### Task list
[A] Condense the paragraph of the HDF5 performance page that begins "The breakdown of the data loading time" into a short bulleted list that keeps its main facts.
[B] Please reproduce word for word the passage of the HDF5 performance page from "[meth_main] Data loading time: 69.27" up to and including "i.e. ~62 hours.".

### Page excerpt
──────────

HDF5 (Fast5) Performance Issues

 

Oxford Nanopore reads are stored in .fast5 files, based on the HDF5 file format - one fast5 file for one read1. The HDF5 file format is complicated and hence we have to rely on an HDF5 library to read those files. At the moment there is only one HDF5 implementation, which is the official one that includes libraries and utilities for handling HDF5 files.

After implementing I/O interleaving2 we observed that on certain systems (mostly >16 CPU cores with mechanical HD RAID) the processing time is much faster than fast5 file access. Running f5c on a small chr20 dataset (total ~150M bases with 20K reads) on an HPC (72 Intel Xeon Gold 6154 threads and RAID 6 setup of 12 HD) gave us:

[meth_main] Data loading time: 197.460 sec
[meth_main]     - bam load time: 3.209 sec
[meth_main]     - fasta load time: 26.853 sec
[meth_main]     - fast5 load time: 167.311 sec
[meth_main]         - fast5 open time: 94.801 sec
[meth_main]         - fast5 read time: 65.457 sec
[meth_main] Data processing time: 60.996 sec

Data loading takes three times the processing time! It was worse on a big NA12878 dataset (total ~60G bases with ~16M reads). Data loading took ~69 hours and processing took only ~3 hours.

[meth_main] Data loading time: 69.27 hrs
[meth_main]     - bam load time: 0.58 hrs
[meth_main]     - fasta load time: 5.95 hrs
[meth_main]     - fast5 load time: 62.72 hrs
[meth_main]         - fast5 open time: 41.08 hrs
[meth_main]         - fast5 read time: 19.32 hrs
[meth_main] Data processing time: 2.92 hours

The breakdown of the data loading time further shows that the majority of the time is for fast5 loading. BAM file access consumes comparatively very little time - the access pattern is sequential. Fasta file access (which includes random access to two fasta files: one for reference and one for reads, using faidx) takes ~6 hours. Fast5 access takes a massive amount of time i.e. ~62 hours.

These times were measured when loading data into the data batch struct (db_t defined in f5c.h) which contains bam records, fasta cache and fast5 file) by embedding a time counter in our code (commit 1357c4).

typedef struct {
    bam1_t **bam_rec;
    char **fasta_cache;
    fast5_t **f5;
    // and other struct members...
} db_t;

The header only file fast5lite uses the HDF5 C library extensively. If we trace down the call tree further, we can see that fast5_open() calls H5Fopen():

static inline hid_t fast5_open(char *filename) {
    hid_t hdf5file = H5Fopen(filename, H5F_ACC_RDONLY, H5P_DEFAULT);
    return hdf5file;
}

And in fast5_read(), there are multiple calls to the HDF5 library (code stripped to show only HDF5 library functions usage):

static inline int32_t fast5_read(hid_t hdf5_file, fast5_t* f5) {
    hid_t space;
    hsize_t nsample;
    herr_t status;

    // get the raw signal
    hid_t dset = H5Dopen(hdf5_file, signal_path, H5P_DEFAULT);
    space = H5Dget_space(dset);
    status = H5Dread(dset, H5T_NATIVE_FLOAT, H5S_ALL, H5S_ALL, H5P_DEFAULT,
                     f5->rawptr);
    H5Sclose(space);
    H5Dclose(dset);

    // get channel parameters
    const char* scaling_path = "/UniqueGlobalKey/channel_id";
    hid_t scaling_group = H5Gopen(hdf5_file, scaling_path, H5P_DEFAULT);
    ...

──────────

### Data section
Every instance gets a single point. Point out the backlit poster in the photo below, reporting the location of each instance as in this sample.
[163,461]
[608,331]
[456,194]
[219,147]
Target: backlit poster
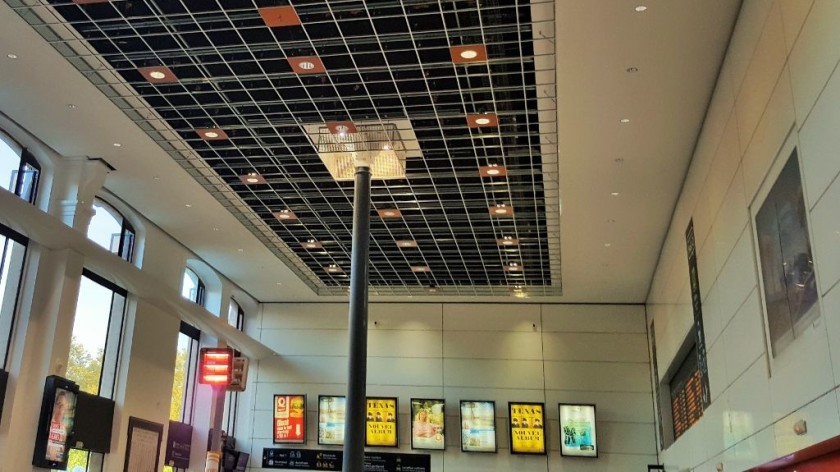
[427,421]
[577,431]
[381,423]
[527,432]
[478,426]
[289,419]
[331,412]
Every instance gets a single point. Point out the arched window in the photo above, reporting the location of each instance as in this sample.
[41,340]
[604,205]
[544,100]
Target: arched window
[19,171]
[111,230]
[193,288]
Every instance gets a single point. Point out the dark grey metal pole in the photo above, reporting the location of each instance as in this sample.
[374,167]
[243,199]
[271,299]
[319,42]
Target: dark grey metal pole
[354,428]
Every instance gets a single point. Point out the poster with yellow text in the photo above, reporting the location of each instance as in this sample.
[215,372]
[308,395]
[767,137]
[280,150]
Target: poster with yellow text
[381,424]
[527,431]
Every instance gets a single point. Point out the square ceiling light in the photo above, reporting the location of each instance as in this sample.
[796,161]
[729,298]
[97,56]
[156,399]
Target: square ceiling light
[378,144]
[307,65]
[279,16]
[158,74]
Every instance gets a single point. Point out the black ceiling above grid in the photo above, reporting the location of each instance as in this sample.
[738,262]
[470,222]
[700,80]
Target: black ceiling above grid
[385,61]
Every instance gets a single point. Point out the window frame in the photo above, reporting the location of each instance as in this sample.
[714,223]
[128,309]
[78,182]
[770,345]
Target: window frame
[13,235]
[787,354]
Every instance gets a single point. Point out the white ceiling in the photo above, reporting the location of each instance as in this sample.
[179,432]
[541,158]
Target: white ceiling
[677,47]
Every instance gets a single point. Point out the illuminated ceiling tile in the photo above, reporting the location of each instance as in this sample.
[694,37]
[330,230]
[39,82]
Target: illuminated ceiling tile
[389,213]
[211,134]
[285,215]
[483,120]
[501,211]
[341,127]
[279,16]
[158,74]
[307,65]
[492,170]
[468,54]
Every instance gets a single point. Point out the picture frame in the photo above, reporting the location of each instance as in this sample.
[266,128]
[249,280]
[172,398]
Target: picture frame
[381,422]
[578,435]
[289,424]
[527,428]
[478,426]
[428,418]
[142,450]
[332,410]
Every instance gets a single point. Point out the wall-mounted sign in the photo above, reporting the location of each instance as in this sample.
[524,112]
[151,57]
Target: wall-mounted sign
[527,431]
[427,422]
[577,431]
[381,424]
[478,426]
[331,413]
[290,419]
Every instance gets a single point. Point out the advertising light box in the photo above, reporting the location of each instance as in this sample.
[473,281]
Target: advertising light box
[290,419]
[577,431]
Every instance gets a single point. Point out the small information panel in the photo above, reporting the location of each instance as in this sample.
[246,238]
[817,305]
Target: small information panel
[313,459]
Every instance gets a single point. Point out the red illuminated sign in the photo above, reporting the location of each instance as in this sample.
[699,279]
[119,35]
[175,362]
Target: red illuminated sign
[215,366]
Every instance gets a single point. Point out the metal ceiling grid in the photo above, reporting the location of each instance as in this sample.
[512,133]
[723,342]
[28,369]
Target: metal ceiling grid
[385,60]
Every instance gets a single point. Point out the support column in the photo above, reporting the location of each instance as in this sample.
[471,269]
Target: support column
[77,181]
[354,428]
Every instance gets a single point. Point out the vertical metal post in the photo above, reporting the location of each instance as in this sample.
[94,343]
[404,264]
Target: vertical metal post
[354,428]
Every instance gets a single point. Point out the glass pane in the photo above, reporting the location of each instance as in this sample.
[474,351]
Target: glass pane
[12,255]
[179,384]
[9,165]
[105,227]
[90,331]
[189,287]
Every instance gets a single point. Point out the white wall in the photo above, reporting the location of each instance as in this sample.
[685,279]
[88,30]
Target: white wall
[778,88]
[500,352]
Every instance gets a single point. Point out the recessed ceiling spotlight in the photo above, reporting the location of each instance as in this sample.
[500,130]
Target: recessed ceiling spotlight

──────────

### Answers given
[A]
- Most of the data loading time goes to fast5 loading.
- BAM file access takes comparatively little time because its access pattern is sequential.
- Fasta file access takes about 6 hours. It includes random access, using faidx, to two fasta files: one for the reference and one for the reads.
- Fast5 access takes a massive amount of time, about 62 hours.

[B]
[meth_main] Data loading time: 69.27 hrs
[meth_main]     - bam load time: 0.58 hrs
[meth_main]     - fasta load time: 5.95 hrs
[meth_main]     - fast5 load time: 62.72 hrs
[meth_main]         - fast5 open time: 41.08 hrs
[meth_main]         - fast5 read time: 19.32 hrs
[meth_main] Data processing time: 2.92 hours

The breakdown of the data loading time further shows that the majority of the time is for fast5 loading. BAM file access consumes comparatively very little time - the access pattern is sequential. Fasta file access (which includes random access to two fasta files: one for reference and one for reads, using faidx) takes ~6 hours. Fast5 access takes a massive amount of time i.e. ~62 hours.